Extract:
- - -

Oh yeah my question changed in my mind upon reading your answer
Suddenly I was looking for a non abelian Inn
So my quesiton still holds
 
I do remember in algebra
learning that if Inn=G/Z(G) is cyclic, then it is trivial.
but I don't remember abelian examples.
 
Yup, but I read somewhere else that abelian is not excluded
 
I'd imagine if you plug in some basic examples you'd find one.
 
In fact, that any non cyclic finite abelian group is isomorphic to an Inn
 
@Astyx ça donne quoi en français ? ^^
 
8:20 PM
Inn(Q_8)?
 
Un groupe fini abélien isomorphe au groupe des automorphisme intérieurs d'un autre groupe
What's $Q_8$ ?
 
that's gotta be order 4, right? so it's abelian
quaternions
 
Yeah G/(Z(G) is probably easier to see as order 4.
then actually thinking about automorphisms.
at least in my head.
 
yah
 
@JeSuis @Astyx o/
 
8:23 PM
Hi @Hippa !
 
@Hippalectryon salut
 
Thanks @Balarka
 
no problem
 
T'as fini ton stage @Hippa ?
 
@Astyx encore 3 jours
 
8:28 PM
Courage ! :p
 
merci :-D
On au eu un mail nous disant qu'il fallait préparer pleins de chèques pour le retour >.>
 
@BalarkaSen @PVAL Consider the action of $SO(3) \cong \Bbb{RP}^3$ on $S^2$. What's the subspace corresponding to $\Bbb{RP}^2$ and what's the map from it to $S^2$? (Is it degree 1 or 0?)
 
De chèques ?
 
It's the same as exponentials of traceless matrices with matrix operator norm pi
 
@Astyx Pour payer diverses charges
 
8:31 PM
Mais c'est pas couvert ?
 
that's an interesting question
 
@Astyx La tangente, la KES, le self etc
@Astyx et les cautions
 
SO(3) is naturally diffeomorphic to the unit tangent bundle of S^2. Can I see RP^2 inside that?
 
Ah d'accord
 
@Balarka Good call. Then my map is just projection.
 
8:35 PM
Right.
 
I think if you think about $SU(2)$ as $S^3$ the $\Bbb RP^2$ is the lift of an equator.
and it's pretty easy to identify explicitly SU(2) with S^3 and see what this equator is.
though I haven't thought about what happens to it under the covering map coming from quaternion conjugation
the $RP^2$ should be an image of an equatorial $S^2$ I mean.

- - -

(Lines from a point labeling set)
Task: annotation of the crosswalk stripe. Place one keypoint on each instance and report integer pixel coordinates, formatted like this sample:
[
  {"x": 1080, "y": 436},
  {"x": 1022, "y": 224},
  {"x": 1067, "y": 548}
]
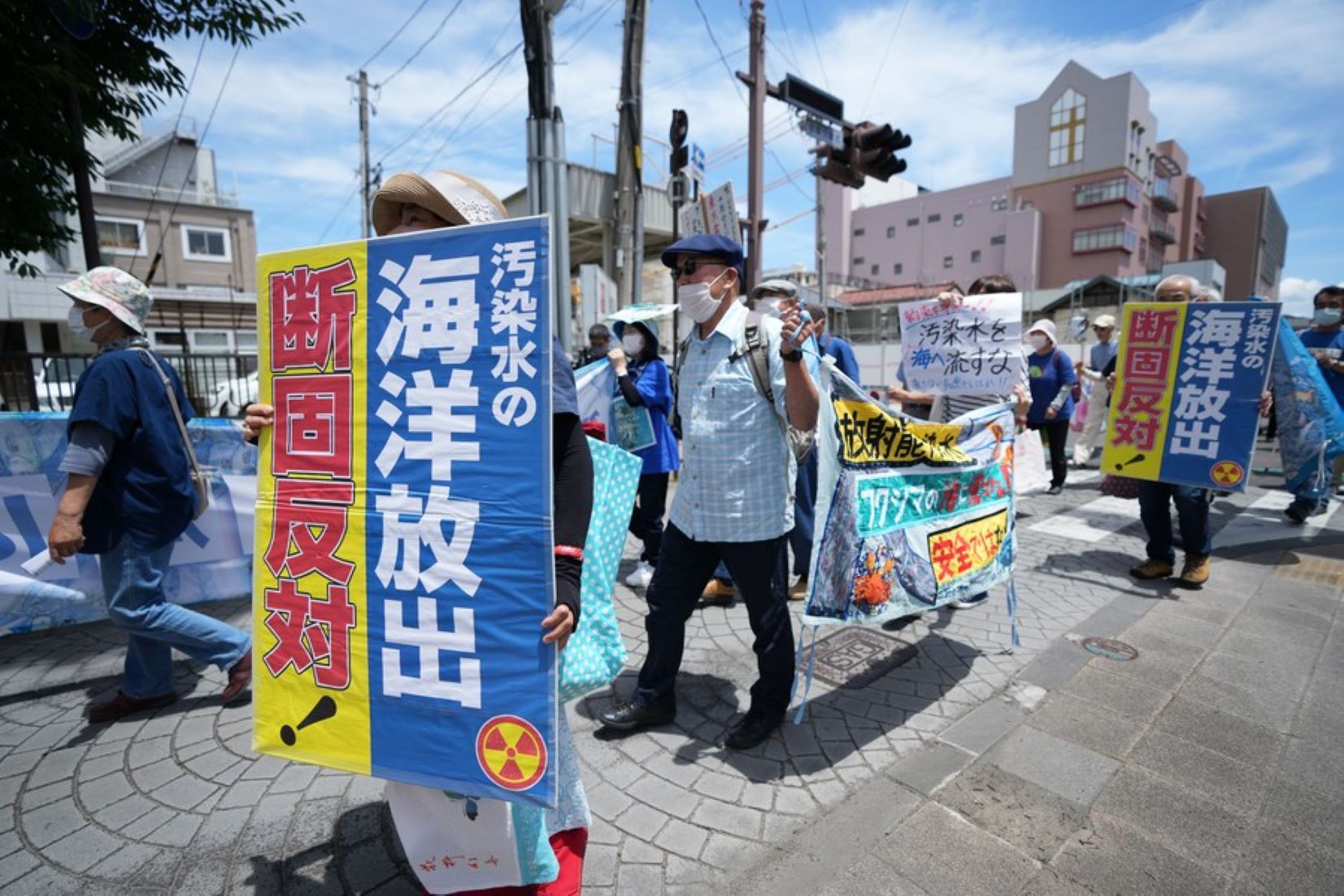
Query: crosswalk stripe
[{"x": 1265, "y": 521}]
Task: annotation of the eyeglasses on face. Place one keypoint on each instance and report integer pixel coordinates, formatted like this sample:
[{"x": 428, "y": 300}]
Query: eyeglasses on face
[{"x": 691, "y": 265}]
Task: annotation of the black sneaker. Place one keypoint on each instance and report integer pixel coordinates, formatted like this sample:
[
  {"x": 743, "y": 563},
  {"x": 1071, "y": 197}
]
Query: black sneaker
[
  {"x": 751, "y": 729},
  {"x": 629, "y": 716}
]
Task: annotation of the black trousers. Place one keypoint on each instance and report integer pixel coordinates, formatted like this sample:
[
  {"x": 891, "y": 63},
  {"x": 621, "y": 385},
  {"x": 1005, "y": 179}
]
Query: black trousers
[
  {"x": 685, "y": 568},
  {"x": 1057, "y": 437},
  {"x": 646, "y": 517}
]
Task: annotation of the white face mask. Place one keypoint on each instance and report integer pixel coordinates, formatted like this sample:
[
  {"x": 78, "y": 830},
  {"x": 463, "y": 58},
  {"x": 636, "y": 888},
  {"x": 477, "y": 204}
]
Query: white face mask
[
  {"x": 633, "y": 344},
  {"x": 698, "y": 301},
  {"x": 76, "y": 319}
]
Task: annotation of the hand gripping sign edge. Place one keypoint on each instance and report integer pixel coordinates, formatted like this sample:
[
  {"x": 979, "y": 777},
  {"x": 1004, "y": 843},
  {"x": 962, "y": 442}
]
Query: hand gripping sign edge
[{"x": 511, "y": 743}]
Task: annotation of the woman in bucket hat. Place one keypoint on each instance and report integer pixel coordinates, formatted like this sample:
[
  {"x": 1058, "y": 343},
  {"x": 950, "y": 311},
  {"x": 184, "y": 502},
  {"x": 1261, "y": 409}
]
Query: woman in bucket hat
[
  {"x": 409, "y": 203},
  {"x": 129, "y": 494}
]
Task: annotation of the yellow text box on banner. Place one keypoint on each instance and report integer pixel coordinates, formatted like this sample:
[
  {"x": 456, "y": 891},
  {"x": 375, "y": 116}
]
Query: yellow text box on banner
[
  {"x": 310, "y": 609},
  {"x": 1146, "y": 387},
  {"x": 871, "y": 436},
  {"x": 967, "y": 548}
]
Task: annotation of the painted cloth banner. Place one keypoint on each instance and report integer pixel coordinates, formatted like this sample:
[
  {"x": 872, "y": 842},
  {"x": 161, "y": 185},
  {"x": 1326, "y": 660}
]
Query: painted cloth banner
[
  {"x": 1187, "y": 391},
  {"x": 973, "y": 348},
  {"x": 1311, "y": 424},
  {"x": 910, "y": 515},
  {"x": 210, "y": 562},
  {"x": 403, "y": 539}
]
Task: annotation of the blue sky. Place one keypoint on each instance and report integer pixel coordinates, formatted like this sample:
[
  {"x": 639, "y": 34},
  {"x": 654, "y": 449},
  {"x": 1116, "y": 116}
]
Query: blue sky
[{"x": 1247, "y": 88}]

- - -

Problem A: List every timestamp in the chat transcript, in the order they appear.
Problem B: In the chat transcript, SO(3) is said to be naturally diffeomorphic to what?
The lines play no part in this exercise.

Problem solution A:
8:20 PM
8:23 PM
8:28 PM
8:31 PM
8:35 PM

Problem solution B: The unit tangent bundle of S^2.